— Objective —
Write out the records again, exactly, leaving none out.

— Records for this task —

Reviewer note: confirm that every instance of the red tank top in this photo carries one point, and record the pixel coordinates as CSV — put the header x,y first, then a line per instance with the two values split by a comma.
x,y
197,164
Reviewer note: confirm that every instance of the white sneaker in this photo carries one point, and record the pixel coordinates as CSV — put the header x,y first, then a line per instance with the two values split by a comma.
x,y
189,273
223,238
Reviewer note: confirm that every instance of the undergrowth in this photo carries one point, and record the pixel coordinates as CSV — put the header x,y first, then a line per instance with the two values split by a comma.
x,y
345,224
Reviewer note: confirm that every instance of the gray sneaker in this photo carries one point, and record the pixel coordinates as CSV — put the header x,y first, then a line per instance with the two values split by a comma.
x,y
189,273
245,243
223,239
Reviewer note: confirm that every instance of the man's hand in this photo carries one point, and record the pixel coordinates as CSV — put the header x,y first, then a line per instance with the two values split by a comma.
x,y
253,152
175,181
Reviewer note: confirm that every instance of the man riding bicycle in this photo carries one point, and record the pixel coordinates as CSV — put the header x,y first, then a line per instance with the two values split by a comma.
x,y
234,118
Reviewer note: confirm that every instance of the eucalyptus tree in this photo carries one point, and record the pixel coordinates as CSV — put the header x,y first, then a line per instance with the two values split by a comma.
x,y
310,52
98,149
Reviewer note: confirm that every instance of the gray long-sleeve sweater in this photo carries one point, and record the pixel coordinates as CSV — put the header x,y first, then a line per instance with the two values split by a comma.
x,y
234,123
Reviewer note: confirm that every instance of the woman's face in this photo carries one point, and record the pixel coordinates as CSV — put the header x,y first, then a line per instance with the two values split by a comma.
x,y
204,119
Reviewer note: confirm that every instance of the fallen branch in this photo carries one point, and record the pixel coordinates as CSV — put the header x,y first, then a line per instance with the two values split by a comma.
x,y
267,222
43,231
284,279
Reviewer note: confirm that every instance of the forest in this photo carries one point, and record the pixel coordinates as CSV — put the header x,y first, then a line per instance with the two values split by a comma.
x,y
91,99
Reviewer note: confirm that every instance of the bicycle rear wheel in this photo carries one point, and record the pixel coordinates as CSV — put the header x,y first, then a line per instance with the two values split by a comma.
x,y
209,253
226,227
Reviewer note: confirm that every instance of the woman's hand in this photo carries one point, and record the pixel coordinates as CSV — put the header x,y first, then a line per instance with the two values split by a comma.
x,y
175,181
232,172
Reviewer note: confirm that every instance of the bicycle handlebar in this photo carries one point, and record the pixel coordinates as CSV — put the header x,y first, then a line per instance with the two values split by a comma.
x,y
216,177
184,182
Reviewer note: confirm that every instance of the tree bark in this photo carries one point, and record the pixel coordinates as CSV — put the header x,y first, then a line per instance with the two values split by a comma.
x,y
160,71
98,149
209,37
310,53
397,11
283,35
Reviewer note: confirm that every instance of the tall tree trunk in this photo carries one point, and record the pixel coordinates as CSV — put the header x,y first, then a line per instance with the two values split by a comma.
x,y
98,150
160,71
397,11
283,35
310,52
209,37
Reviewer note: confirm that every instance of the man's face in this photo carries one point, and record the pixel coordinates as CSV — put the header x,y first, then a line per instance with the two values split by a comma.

— The reply —
Reviewer note: confirm that every instance of the red tank top in this photo carries one point, and record the pixel coordinates as CSV — put the header x,y first, then a line per instance with the two values split by a comma.
x,y
197,164
Reviewer note: confirm that every instance of the white sneaker in this photo carries one point, and record the pixel coordinates as CSV — put the header x,y first, then a line per instance with the two values split by a comma.
x,y
189,273
223,238
Reviewer note: confirm that every instance of the undergrowth in this photo carries one point, and record the pixel coordinates as CSV — put the header x,y first, then a line per instance with the two values split by a comma.
x,y
345,224
Reviewer note: confirm that every instance of the gray sneaker in this photo carries one point, and record the pixel coordinates as CSV — put the header x,y first, then a line per instance with the two values split by a comma.
x,y
189,273
245,243
223,239
Reviewer note: confirm that every instance of the man's hand in this photo carries one point, and record the pixel coordinates as CSV — put the header x,y first, then a line per instance with the two values split by a comma.
x,y
253,152
175,181
Reviewer note: confirm that every instance of the man riding bicycle in this photo carries one point, and record the pixel coordinates as CSV — put the header x,y first, then a line per instance with the two values split by a comma.
x,y
234,118
Reviewer note: confirm that every instance of the eucalyptus tree in this photo carries one point, and record the pixel coordinates as CSV — put the header x,y first, then a line per instance with the two values split by a comma.
x,y
310,52
98,149
Reviewer note: confirm that every instance of the gray long-sleeve sweater in this photo carries one point, and record the pixel coordinates as CSV — put the header x,y first, then a line per instance with the two values split by a comma.
x,y
234,123
Reviewer note: confirm that every instance of the woman's face in this photo carries one point, and record the pixel coordinates as CSV — put the header x,y first, then a line per instance with the two values split by a comma.
x,y
204,119
Reviewer note: confirm that every instance of the fallen branch in this photo carries one point, and record the pixel coordinates as CSV — put the header x,y first, then a line per instance with the two values split by a comma.
x,y
267,222
43,231
284,279
Reviewer note: confirm that every instance of the forest in this photo carries one point, and record the pixel coordinates as CSV — put the header x,y first, then a line per instance with the two values split by a comma.
x,y
91,99
Reviewer note: confirm that every instance of the bicycle rear wheel in this photo carries one point, and record the pixel coordinates as CSV — put the header x,y first, then a line per instance with the two values split by a comma.
x,y
209,253
226,227
Reviewer note: confirm that every instance of the woman's hand in this photo carries one point, and record the pixel coordinates as CSV — put the header x,y first, then a line per instance with the two values split by a comma.
x,y
175,181
232,172
Reviewer note: confirm that every instance of the bicycle handlebar in this photo carries one point, and record the pixel coordinates as CSV — put the header x,y first, then a line per instance with the two values split by a comma.
x,y
216,177
184,182
Reviewer note: confirm that every instance of the tree bark in this photo carries one point, and record the pixel coordinates as CSV — put the header x,y first, then a line per instance with the two values split by a comma.
x,y
160,71
98,149
209,37
310,53
397,11
283,35
Reviewer note: confirm that every instance of the tall tree trunk in this photo carries one point, and record the pixel coordinates as CSV — put the header x,y first, then a line per instance with the two values split by a comma.
x,y
98,150
160,71
397,11
283,35
310,52
209,37
Reviewer note: confirm that every instance of the man's face in this photo carries one point, and record the pixel coordinates as CSV — put the header x,y first, then a line per instance with the two values split by a comma.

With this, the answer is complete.